Top of RECORDS FOR THE TASK
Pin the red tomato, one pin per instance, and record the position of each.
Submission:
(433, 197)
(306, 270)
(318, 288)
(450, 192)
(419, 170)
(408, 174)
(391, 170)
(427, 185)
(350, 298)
Bottom of RECORDS FOR THE TASK
WORK TO COMPLETE: Output the full set of entries exactly as they were given.

SOLUTION TO THE EXERCISE:
Pin the red tomato, one pin per instance, and record the position of each.
Submission:
(433, 197)
(306, 270)
(318, 288)
(450, 192)
(419, 170)
(408, 174)
(391, 170)
(427, 185)
(350, 298)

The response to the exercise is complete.